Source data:
>> Start
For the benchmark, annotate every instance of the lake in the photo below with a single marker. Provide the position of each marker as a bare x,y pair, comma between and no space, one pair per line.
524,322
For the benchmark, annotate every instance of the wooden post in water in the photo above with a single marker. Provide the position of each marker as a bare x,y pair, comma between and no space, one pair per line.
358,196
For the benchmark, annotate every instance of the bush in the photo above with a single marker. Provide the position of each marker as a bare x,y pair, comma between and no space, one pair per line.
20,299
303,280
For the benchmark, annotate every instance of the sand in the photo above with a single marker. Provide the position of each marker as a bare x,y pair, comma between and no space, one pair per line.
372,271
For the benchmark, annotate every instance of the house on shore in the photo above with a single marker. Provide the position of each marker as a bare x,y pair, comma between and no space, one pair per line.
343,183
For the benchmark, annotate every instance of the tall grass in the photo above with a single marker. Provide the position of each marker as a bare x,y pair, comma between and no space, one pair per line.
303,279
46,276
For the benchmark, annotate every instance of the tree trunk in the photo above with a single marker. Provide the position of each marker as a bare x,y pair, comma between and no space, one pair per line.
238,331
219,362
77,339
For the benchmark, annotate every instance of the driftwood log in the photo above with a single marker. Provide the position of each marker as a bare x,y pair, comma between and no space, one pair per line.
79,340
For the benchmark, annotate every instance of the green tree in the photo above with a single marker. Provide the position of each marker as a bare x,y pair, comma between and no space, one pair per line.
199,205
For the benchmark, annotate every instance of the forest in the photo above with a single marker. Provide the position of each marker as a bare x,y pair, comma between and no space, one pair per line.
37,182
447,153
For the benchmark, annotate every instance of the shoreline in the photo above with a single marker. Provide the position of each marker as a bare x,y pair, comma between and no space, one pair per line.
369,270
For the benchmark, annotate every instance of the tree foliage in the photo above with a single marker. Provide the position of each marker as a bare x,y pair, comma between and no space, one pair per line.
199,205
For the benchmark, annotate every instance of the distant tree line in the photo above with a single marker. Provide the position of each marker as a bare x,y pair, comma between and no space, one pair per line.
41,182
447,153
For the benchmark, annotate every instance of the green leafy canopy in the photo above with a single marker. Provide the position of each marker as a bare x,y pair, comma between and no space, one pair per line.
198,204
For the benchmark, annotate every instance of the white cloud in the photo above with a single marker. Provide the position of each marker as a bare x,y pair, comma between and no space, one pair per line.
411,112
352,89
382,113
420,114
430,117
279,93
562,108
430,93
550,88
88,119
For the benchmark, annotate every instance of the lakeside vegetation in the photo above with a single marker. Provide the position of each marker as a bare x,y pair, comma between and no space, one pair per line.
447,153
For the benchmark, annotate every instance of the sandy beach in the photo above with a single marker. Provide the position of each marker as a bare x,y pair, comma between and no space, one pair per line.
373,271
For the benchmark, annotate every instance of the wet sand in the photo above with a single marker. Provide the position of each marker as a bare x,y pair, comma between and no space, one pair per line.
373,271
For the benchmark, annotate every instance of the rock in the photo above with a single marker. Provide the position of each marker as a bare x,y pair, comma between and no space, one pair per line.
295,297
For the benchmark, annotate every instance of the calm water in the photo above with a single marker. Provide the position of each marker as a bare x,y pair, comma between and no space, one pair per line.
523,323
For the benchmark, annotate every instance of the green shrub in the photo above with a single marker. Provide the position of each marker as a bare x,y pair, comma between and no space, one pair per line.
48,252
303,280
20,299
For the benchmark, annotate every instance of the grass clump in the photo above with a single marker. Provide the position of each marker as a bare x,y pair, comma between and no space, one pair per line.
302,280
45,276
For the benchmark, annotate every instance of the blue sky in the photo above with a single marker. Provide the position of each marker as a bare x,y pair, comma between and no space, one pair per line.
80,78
>> End
>> Start
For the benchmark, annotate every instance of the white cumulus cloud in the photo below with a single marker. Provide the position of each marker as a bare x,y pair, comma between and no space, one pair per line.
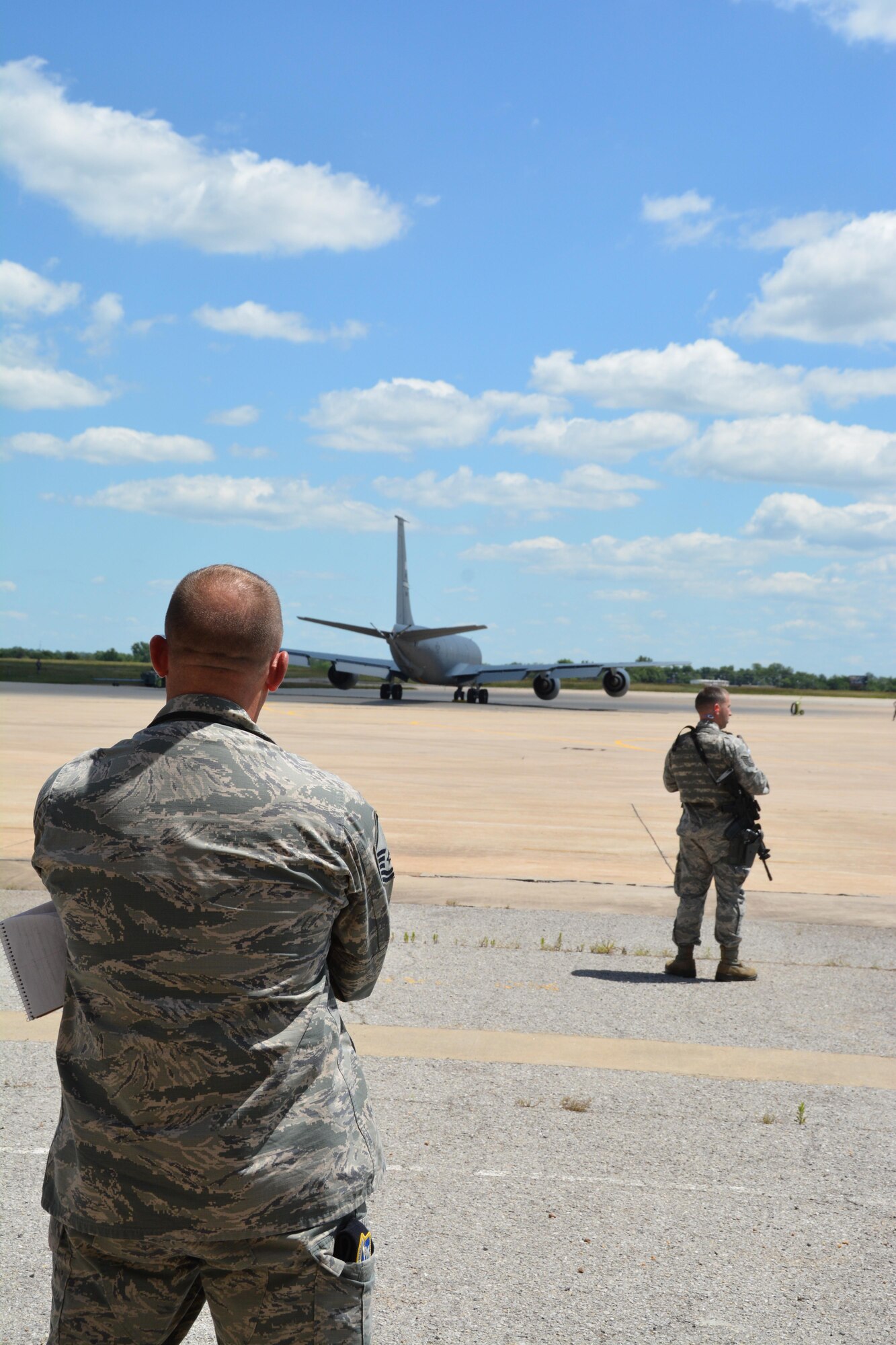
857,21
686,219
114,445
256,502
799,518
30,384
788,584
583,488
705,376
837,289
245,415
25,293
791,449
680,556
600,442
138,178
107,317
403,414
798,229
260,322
>> End
>> Start
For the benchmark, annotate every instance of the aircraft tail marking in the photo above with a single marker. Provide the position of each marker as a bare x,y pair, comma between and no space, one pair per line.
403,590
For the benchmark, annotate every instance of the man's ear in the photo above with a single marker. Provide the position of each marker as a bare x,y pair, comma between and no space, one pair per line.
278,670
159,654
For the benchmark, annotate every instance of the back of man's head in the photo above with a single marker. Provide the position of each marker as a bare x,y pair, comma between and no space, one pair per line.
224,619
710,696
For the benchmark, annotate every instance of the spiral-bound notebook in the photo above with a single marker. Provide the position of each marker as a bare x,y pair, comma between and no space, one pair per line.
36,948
>> End
*EXERCISE PROMPT:*
Filter the records above down to the lines that contain the string "white" and copy each of those lines in full.

*SOLUTION TO THE PROBLEM:*
For the benchmark, annotate every instance of the white cloud in the photo above with a single marker. Provide the position of each marker as a bare x,y pair, comma between and no space, one pair per line.
For the benchmark, annotate every instance of the white cumulus cloud in the photo below with a single marker. Provide the position of each marker as a bare x,y pair, comma between and no space, one pair per line.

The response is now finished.